Artikel »
"""
Appell ukrai­ni­scher Juden an den deutschen Bundes­kanzler Olaf Scholz

Ukrai­nische Juden fordern in einem Appell an den deutschen Bundes­kanzler Unter­stützung für die Ukraine – bei der Lieferung von Vertei­di­gungs­waffen – und bei ihren NATO- und EU-Beitritts­be­stre­bungen. Deutschland sollte ein klares Signal gegen die aggressive Politik des Kremls setzen.

Sehr geehrter Herr Bundes­kanzler Olaf Scholz!

Wir ukrai­nische Juden, wissen aus der Geschichte unserer Familien gut, was Krieg bedeutet und welches Unglück er allen Völkern bringt.

Wir, wie die Mehrheit unserer Lands­leute, schätzen die vielfältige Hilfe für unser Land vonseiten der Bundes­re­publik Deutschland sowie die Friedens­be­mü­hungen der Bundes­re­gierung in der Ostukraine. Leider halten die wachsenden Spannungen an den Grenzen der Ukraine und der von der Russi­schen Föderation besetzten Gebiete an.

Wir alle verstehen jetzt, dass das Szenario einer Verschärfung der Sicher­heitslage bis hin zu einem groß angelegten bewaff­neten Konflikt mit vielen Opfern und Flücht­lingen nach Europa, durchaus möglich erscheint. Nicht nur die terri­to­riale Integrität und die staat­liche Souve­rä­nität der Ukraine stehen auf dem Spiel – sie wurden bereits vor acht Jahren von der Russi­schen Föderation verletzt – auch die Reaktion der inter­na­tio­nalen Gemein­schaft, wie jetzt offen­sichtlich, reichte bei weitem nicht aus, um auf den Aggressor Einfluss zu nehmen.
"""
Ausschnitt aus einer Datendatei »
"""
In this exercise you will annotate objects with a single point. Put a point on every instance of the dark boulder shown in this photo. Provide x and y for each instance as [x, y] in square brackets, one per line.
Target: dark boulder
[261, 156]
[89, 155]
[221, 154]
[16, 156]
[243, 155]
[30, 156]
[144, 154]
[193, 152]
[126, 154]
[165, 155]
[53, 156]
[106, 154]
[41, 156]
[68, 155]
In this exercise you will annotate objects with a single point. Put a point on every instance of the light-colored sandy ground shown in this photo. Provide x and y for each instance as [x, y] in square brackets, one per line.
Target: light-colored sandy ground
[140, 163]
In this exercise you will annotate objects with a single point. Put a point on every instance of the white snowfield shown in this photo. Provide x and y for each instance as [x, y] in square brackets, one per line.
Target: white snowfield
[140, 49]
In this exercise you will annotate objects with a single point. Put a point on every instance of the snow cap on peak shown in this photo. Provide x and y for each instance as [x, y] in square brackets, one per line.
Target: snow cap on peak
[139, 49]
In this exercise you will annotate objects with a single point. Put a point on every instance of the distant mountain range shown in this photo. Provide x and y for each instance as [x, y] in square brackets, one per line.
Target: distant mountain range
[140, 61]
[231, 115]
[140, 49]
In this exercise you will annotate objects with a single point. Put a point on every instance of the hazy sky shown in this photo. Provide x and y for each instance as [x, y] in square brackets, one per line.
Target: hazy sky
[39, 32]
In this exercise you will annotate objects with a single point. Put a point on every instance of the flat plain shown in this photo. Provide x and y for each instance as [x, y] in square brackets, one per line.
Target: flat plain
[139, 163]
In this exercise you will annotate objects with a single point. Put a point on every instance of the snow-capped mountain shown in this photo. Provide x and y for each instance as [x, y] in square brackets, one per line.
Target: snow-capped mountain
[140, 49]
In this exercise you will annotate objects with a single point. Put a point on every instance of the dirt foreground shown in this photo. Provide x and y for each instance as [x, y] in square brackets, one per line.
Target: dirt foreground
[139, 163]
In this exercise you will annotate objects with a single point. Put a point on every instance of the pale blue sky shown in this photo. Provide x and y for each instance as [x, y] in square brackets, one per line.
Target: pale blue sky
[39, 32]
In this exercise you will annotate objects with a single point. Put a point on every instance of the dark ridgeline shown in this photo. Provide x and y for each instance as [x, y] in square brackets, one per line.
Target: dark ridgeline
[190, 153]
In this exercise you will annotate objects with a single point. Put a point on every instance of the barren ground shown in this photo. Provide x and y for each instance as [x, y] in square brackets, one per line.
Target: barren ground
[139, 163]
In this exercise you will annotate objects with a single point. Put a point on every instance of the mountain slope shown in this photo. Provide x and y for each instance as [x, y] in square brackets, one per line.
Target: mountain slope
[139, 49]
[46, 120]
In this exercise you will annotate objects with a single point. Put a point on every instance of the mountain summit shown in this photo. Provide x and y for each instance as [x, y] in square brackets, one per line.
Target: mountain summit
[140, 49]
"""
"""
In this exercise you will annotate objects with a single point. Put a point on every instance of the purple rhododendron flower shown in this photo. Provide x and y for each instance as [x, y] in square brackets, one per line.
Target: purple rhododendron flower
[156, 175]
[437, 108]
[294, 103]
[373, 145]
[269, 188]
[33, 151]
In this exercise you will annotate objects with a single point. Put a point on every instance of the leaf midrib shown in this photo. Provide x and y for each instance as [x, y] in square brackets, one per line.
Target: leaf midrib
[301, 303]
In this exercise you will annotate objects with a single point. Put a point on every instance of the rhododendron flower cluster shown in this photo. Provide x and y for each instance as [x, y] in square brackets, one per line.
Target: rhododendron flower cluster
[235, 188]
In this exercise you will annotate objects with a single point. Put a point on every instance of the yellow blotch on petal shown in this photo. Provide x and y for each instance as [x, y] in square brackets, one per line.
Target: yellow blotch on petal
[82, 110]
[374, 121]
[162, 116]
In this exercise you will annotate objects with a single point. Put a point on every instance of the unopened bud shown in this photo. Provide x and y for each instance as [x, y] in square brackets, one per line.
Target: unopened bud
"""
Zu erledigende Aufgaben »
**1)** Beantworten Sie anhand des Appells diese Fragen:
(a) Wobei fordern die ukrainischen Juden laut der Einleitung Unterstützung für die Ukraine?
(b) Was wissen die Verfasser nach eigener Aussage aus der Geschichte ihrer Familien?
(c) Wann und von wem wurden die territoriale Integrität und die staatliche Souveränität der Ukraine laut dem Appell bereits verletzt?
**2)** Nennen Sie alle Staaten, die im Appell namentlich vorkommen.
**3)** Schreiben Sie aus dem Appell den Abschnitt ab, der mit „Ukrai­nische Juden fordern“ beginnt und bis einschließlich „Herr Bundes­kanzler Olaf Scholz!“ reicht.

Lösungen je Aufgabe »
**1)**
(a) Bei der Lieferung von Verteidigungswaffen und bei ihren NATO- und EU-Beitrittsbestrebungen.
(b) Sie wissen, was Krieg bedeutet und welches Unglück er allen Völkern bringt.
(c) Vor acht Jahren, von der Russischen Föderation.

**2)** Ukraine; Deutschland (auch als Bundesrepublik Deutschland genannt); Russische Föderation

**3)**
Ukrai­nische Juden fordern in einem Appell an den deutschen Bundes­kanzler Unter­stützung für die Ukraine – bei der Lieferung von Vertei­di­gungs­waffen – und bei ihren NATO- und EU-Beitritts­be­stre­bungen. Deutschland sollte ein klares Signal gegen die aggressive Politik des Kremls setzen.

Sehr geehrter Herr Bundes­kanzler Olaf Scholz!